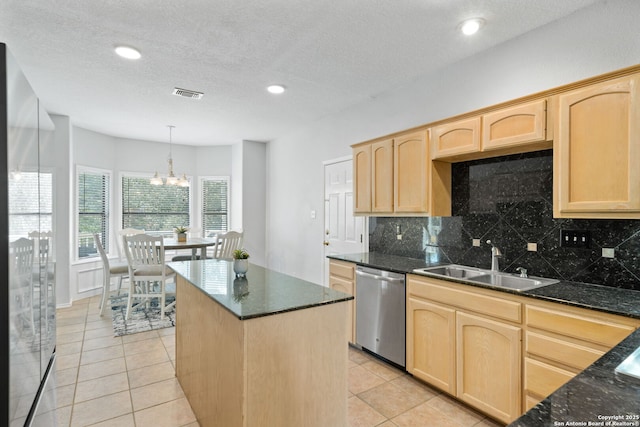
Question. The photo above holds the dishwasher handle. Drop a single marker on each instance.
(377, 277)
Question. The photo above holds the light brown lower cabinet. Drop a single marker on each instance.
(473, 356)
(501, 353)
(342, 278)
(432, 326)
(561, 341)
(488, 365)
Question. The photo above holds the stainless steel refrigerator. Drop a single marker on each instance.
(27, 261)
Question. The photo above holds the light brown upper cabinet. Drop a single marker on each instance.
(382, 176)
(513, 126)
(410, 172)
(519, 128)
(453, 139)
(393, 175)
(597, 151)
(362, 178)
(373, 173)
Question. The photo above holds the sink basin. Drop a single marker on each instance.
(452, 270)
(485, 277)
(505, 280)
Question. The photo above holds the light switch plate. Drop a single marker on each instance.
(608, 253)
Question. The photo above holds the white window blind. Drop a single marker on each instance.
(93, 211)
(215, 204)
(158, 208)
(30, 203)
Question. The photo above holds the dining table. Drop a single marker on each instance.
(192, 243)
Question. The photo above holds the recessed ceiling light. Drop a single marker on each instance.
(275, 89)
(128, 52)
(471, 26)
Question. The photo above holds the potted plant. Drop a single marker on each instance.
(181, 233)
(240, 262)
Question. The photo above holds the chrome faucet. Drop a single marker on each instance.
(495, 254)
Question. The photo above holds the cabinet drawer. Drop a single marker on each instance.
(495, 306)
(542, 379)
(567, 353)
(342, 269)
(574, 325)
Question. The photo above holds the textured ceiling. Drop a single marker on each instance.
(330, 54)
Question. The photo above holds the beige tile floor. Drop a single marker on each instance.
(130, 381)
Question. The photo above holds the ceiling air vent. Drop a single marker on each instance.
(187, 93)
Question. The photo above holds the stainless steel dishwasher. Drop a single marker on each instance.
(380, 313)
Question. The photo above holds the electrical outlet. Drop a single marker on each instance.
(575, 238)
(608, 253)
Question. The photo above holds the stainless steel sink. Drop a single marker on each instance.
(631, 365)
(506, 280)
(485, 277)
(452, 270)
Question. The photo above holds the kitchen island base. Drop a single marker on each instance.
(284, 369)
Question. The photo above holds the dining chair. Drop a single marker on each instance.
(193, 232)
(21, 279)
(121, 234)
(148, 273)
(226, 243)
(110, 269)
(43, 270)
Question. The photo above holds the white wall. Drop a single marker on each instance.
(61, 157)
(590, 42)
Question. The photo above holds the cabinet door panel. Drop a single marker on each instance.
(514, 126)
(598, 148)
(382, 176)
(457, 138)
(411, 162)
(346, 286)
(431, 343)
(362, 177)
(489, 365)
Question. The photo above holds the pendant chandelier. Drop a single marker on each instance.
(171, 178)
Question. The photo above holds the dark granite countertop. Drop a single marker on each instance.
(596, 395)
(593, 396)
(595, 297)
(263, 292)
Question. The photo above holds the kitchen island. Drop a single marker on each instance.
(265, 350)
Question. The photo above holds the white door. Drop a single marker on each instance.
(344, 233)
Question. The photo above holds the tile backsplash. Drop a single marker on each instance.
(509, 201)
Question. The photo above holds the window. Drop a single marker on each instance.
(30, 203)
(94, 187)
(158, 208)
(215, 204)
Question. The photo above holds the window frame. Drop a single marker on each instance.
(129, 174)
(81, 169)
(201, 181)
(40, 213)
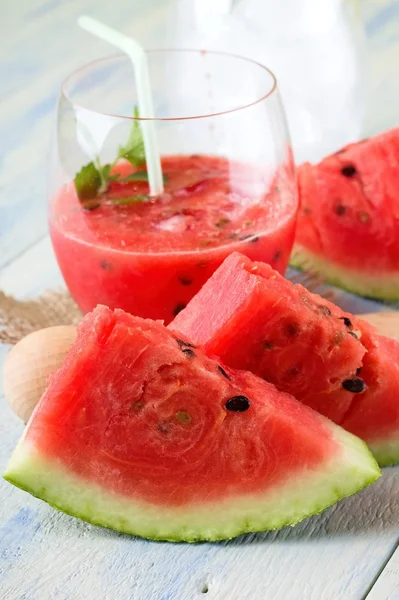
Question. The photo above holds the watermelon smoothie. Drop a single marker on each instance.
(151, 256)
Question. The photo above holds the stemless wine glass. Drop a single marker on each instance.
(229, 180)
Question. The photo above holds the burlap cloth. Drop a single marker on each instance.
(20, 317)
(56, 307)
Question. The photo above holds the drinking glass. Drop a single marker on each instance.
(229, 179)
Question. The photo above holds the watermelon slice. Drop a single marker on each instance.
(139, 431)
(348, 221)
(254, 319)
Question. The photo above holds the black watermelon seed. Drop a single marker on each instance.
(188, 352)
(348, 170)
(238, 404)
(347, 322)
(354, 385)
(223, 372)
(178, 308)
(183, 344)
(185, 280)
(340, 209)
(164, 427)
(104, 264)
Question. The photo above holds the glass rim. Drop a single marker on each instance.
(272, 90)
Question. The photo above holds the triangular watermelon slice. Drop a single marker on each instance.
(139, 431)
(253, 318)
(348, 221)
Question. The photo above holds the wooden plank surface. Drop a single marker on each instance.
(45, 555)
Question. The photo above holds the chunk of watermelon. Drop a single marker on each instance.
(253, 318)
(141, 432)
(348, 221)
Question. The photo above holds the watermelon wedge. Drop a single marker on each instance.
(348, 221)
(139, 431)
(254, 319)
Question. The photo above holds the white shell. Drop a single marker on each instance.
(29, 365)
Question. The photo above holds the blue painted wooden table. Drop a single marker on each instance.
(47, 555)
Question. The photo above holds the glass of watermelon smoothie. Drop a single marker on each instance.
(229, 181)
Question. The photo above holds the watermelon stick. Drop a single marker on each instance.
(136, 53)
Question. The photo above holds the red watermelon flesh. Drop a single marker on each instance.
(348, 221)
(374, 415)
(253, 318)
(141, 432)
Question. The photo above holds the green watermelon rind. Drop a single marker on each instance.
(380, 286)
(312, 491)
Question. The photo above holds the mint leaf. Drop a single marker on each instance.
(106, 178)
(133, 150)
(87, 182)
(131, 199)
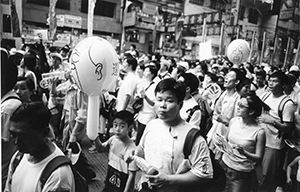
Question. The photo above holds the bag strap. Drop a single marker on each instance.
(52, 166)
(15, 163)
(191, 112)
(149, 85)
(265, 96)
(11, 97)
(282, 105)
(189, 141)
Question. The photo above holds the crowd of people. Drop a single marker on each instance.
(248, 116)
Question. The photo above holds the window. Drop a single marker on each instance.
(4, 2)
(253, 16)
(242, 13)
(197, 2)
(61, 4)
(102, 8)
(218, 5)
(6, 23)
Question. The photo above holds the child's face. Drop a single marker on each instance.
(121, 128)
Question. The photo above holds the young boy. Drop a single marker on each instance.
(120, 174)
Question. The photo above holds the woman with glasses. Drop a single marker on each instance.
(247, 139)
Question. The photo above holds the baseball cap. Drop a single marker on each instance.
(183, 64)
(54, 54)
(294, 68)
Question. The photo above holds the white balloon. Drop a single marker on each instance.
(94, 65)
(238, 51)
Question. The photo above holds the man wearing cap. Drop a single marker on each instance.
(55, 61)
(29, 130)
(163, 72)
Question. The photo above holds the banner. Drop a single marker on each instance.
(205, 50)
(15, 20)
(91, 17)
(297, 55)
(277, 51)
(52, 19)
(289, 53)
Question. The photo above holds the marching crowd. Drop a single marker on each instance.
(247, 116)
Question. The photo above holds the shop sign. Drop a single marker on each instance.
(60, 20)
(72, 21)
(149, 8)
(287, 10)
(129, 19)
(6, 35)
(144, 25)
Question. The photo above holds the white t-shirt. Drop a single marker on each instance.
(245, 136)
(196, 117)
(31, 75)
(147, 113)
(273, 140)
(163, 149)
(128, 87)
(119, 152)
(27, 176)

━━━━━━

WRITTEN EXERCISE - Rewrite the records as a Markdown table with columns Row and Line text, starting at the line that contains "Question. The photo above holds the shop" and continuing up to and including the final line of the records. Number each row and leave out any blank lines.

FINISHED ANSWER -
| Row | Line text |
|---|---|
| 1 | Question. The photo above holds the shop sign. Drop a single marker on each instance. |
| 2 | (60, 20) |
| 3 | (72, 21) |
| 4 | (149, 8) |
| 5 | (287, 10) |
| 6 | (129, 19) |
| 7 | (6, 35) |
| 8 | (144, 25) |
| 9 | Question. The photo above holds the white t-shirt. Drop a single marker on each instance. |
| 10 | (245, 136) |
| 11 | (196, 117) |
| 12 | (31, 75) |
| 13 | (147, 113) |
| 14 | (273, 140) |
| 15 | (163, 149) |
| 16 | (128, 87) |
| 17 | (119, 152) |
| 18 | (27, 176) |